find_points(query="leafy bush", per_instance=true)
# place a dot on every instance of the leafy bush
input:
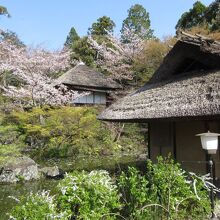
(66, 131)
(63, 131)
(8, 153)
(36, 206)
(91, 196)
(164, 192)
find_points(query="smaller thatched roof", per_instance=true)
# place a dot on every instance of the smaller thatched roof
(186, 85)
(83, 77)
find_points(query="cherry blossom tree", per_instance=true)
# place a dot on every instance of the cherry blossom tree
(34, 67)
(116, 56)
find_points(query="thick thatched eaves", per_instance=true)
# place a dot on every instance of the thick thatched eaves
(180, 97)
(186, 85)
(83, 77)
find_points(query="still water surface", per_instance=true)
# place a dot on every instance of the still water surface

════

→ **EXERCISE AIM**: In the data above, each line holding "surface" is to be found and copied.

→ **SOLUTION FOR THIS EXERCISE**:
find_points(query="still water surface", per_instance=true)
# place a dot on every instance of the still water surface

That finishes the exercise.